Region pointing data ::
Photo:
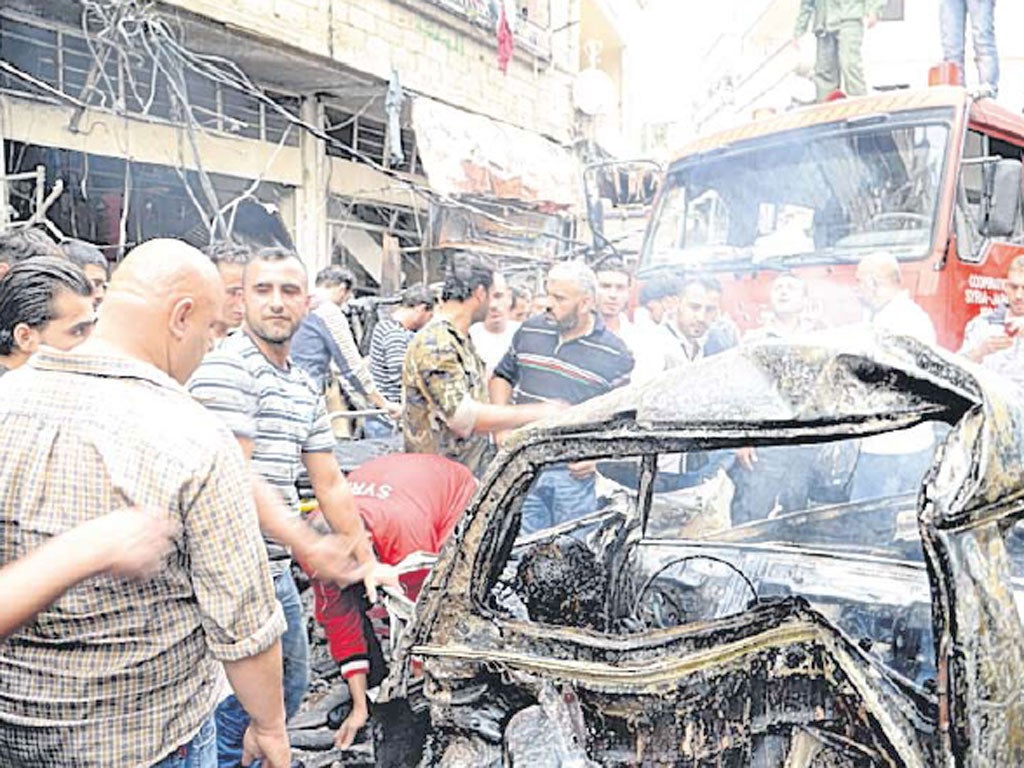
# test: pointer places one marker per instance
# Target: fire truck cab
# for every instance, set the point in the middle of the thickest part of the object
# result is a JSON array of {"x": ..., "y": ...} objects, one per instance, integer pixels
[{"x": 931, "y": 176}]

Instructions to follow :: What is needed is an exact retyping of every line from the one containing "# result is" through the final line of the entries, and only those lines.

Solution to the exercise ::
# result is a JSON array of {"x": ..., "y": ...} objects, one per instance, integer pixels
[{"x": 931, "y": 176}]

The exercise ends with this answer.